** YOUR TASK **
Write out each entry again. Keep every word exactly as it is.

[Natural language region descriptions]
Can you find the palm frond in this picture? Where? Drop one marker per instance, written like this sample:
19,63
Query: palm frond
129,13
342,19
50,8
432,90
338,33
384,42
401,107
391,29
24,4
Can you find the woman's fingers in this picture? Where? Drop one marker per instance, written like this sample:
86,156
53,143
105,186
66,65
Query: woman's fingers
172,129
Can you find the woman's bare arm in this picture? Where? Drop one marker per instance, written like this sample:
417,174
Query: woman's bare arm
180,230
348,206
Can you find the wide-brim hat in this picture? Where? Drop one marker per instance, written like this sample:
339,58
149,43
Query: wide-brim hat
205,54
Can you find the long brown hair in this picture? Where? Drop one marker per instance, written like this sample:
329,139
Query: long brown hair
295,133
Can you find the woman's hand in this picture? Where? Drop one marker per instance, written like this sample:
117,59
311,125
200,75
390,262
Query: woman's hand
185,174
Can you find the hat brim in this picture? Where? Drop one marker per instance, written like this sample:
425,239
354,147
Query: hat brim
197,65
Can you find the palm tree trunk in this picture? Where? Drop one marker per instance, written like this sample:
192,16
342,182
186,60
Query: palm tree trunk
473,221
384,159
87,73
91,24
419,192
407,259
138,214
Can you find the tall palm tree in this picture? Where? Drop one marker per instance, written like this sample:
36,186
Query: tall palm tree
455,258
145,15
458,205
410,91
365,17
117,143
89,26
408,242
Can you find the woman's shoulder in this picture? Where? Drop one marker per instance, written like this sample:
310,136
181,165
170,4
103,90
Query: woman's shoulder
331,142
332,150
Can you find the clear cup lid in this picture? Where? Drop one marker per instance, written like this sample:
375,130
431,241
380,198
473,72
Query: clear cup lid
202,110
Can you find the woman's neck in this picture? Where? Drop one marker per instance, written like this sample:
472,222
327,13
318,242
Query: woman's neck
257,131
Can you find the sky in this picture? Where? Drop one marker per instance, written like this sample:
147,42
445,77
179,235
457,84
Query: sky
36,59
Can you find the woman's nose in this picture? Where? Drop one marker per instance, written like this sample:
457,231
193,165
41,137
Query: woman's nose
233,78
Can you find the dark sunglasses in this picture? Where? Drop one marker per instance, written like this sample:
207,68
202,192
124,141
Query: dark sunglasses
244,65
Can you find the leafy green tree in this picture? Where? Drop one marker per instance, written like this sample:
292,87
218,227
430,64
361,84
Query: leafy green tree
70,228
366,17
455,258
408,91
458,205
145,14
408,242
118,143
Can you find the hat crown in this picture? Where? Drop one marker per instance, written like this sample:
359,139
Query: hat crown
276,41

** WRITTEN SOLUTION **
Can you find the palm frond in this picture? Where? Drop one marker per instance, written like this sample:
19,63
Query: palm frond
129,13
342,19
50,8
432,90
338,33
384,42
401,107
391,29
24,4
Can you find the woman's fingers in this picture? Where? Drop one marker per instance, written like this sample:
86,156
53,143
105,186
66,65
Query: woman's fingers
172,129
Can you find the woman's bare arm in this picture? Where? Drop one marker per instance, written like this sample:
417,174
Query: woman's bare arm
180,230
348,206
Can you find the wide-brim hat in this picture? Where? Drop one marker per instance, written like this sample:
339,58
149,43
Query: wide-brim hat
205,54
Can you find the long brown hair in this picture? Where? Drop one marker per instance, written like this sample:
329,139
Query: long brown hair
295,133
Can you find the woman's hand in this picture? Where? Drop one marker per instance, written like this sample:
117,59
311,125
200,75
390,262
Query: woman's hand
185,174
Can you find the hat brim in this picture? Where? Drop one marker per instance, written like this sample:
425,239
354,147
Query: hat brim
197,65
Can you find the palm tree trunk in this picture? Where? Drop one marker per instance, written like this sample:
192,16
342,182
186,60
Query: palm tree trunk
473,221
384,159
87,73
91,24
419,192
407,259
138,214
Can you find the tall palm tree in this picture? Where? Drop one marker per instance, written like this sample:
36,186
Query: tall palm tree
455,258
145,15
458,205
410,91
365,17
117,143
89,26
408,242
Can you find the woman's shoulder in this picture? Where? Drop one marker per instance, written like this sample:
310,136
181,165
170,4
103,90
Query: woman's shoulder
331,142
332,150
Can you find the clear cup lid in this picture? Where? Drop one marker per instance, written like this sample:
375,130
431,241
380,198
473,72
Query: clear cup lid
202,110
Can you find the woman's neck in this picture? Where? Drop one marker per instance, written like this sample:
472,222
327,13
318,242
Query: woman's neck
257,131
Can you find the sky in this picture? Where? Drop one marker per instance, written like this sample:
147,42
445,77
179,235
457,84
Query: sky
36,59
Can you find the woman's nose in this picture? Where? Drop one marker per instance, written like this sample:
457,231
193,165
41,137
Query: woman's nose
233,78
Can you find the dark sunglasses in this picture? Where? Drop one marker per instance, written like this sample:
207,68
202,192
124,141
Query: dark sunglasses
244,65
Can you find the leafy green tree in this picture? Where? Drop one marker per instance, written like this sample:
292,87
218,227
430,64
361,84
Query: leafy green tree
70,228
366,17
455,258
408,91
458,205
145,14
408,242
118,143
Can you find the hat crown in this picture? Where? Drop one marker per instance, written like this sample:
359,139
Query: hat crown
276,41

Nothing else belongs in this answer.